Dream Kitchen (part four): The Installation

Wow, it’s been more than two months since my last kitchen update! Things are progressing very slowly. What I had thought would be just an overall three-month renovation has dragged on and will be closer to six or seven months. However, we’ve been living here a month now because we do have a working kitchen and one working full bathroom.

Anyway, all the cabinets, appliances, and countertops are all in place. It still needs to be finished off because the fur-downs created a challenge. None of them were particularly straight, so there were gaps, but we will put some edging on them and paint to match the cabinets to make them look like an extension of the cabinets. We couldn’t get rid of them entirely because they hide some of the HVAC ductwork as well as some wiring and plumbing.

kitchenpt4

I am happy with the functionality of the IKEA cabinets (still using the AKURUM system, which is being discontinued by IKEA), but painting them was a real chore. I got some incorrect information that I could just use some alcohol-based primer and I wouldn’t need to sand all these pieces, so I’ve had to do some painting, re-painting, sanding, and re-re-painting. Of course, I probably would have been okay if I’d used an oil-based paint instead of latex. But I’m not going to re-do it all again! And I’m hopeful that they’ll last a while. They have a 25-year warranty, but they are not real wood, so I’m anxious about how they’ll hold up. I plan to take care of them, though. Prevent spills, keep them clean, and so on.

For the countertops, I went with quartz. There is some quartz that is just gorgeous…and also very expensive. But I opted for Caesarstone in “Nougat” which is pretty with just a bit of sparkle to it. It’s in the middle range as far as quartz pricing and about the same as some of the nicer granite. I really like it.

The Bosch appliances have been mostly great. The counter-depth fridge is low on space, particularly in the freezer, but it’s very sleek (thanks to the water and ice dispensers being inside) and the alarm is nice since I don’t always get the door closed. Also, the stainless steel front will take a magnet! This is great news for my little artist.

The Bosch dishwasher (a 500 series) does a great job and is very quiet. So much so that when it does make a noise, it’s startling because I’ve forgotten it was on. However, I am accustomed to a “dry” cycle that could be disabled so that I could put any item anywhere in the dishwasher. This one does not have a dry cycle, but uses extra heated water to “made drying faster.” Well, that water melted a silly straw already. I used the express cycle once, but it did not get the dishes as clean as the “light” cycle on my old Kenmore. However, I can get a lot more stuff into the Bosch, so I don’t have to run it as often, so I suppose that works out.

------------------------------------

= OBJECTIVE 1 =
Read the kitchen renovation post and say whether each statement agrees with it. Answer yes or no for each, quoting the words from the post that decide it. (a) The countertops are quartz. (b) The fur-downs were removed entirely. (c) The new dishwasher has a dry cycle.
= OBJECTIVE 2 =
Restate word for word the part of the kitchen renovation post that opens with the words containing "The Bosch appliances" and closes with "my little artist.".

------------------------------------

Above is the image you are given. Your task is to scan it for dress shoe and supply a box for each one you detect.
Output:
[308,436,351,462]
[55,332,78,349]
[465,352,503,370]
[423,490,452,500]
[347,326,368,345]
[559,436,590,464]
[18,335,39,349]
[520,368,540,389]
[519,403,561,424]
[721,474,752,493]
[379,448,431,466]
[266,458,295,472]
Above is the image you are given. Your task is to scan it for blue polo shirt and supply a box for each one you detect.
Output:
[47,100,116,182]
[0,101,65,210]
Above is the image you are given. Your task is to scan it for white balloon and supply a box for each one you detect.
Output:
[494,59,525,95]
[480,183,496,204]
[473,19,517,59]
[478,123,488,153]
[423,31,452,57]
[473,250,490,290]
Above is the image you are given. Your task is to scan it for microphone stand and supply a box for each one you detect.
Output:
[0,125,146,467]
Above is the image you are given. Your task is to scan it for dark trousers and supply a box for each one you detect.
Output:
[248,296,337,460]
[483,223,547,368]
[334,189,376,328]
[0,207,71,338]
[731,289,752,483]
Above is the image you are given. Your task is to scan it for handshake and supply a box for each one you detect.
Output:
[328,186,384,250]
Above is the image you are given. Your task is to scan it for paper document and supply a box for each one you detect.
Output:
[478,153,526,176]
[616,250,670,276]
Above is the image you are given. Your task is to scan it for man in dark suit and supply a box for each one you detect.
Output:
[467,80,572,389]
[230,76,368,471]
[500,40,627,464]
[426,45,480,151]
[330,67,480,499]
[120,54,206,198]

------------------------------------

= FULL SOLUTION 1 =
(a) Yes: "For the countertops, I went with quartz."
(b) No: "We couldn’t get rid of them entirely because they hide some of the HVAC ductwork as well as some wiring and plumbing."
(c) No: "This one does not have a dry cycle"

= FULL SOLUTION 2 =
The Bosch appliances have been mostly great. The counter-depth fridge is low on space, particularly in the freezer, but it’s very sleek (thanks to the water and ice dispensers being inside) and the alarm is nice since I don’t always get the door closed. Also, the stainless steel front will take a magnet! This is great news for my little artist.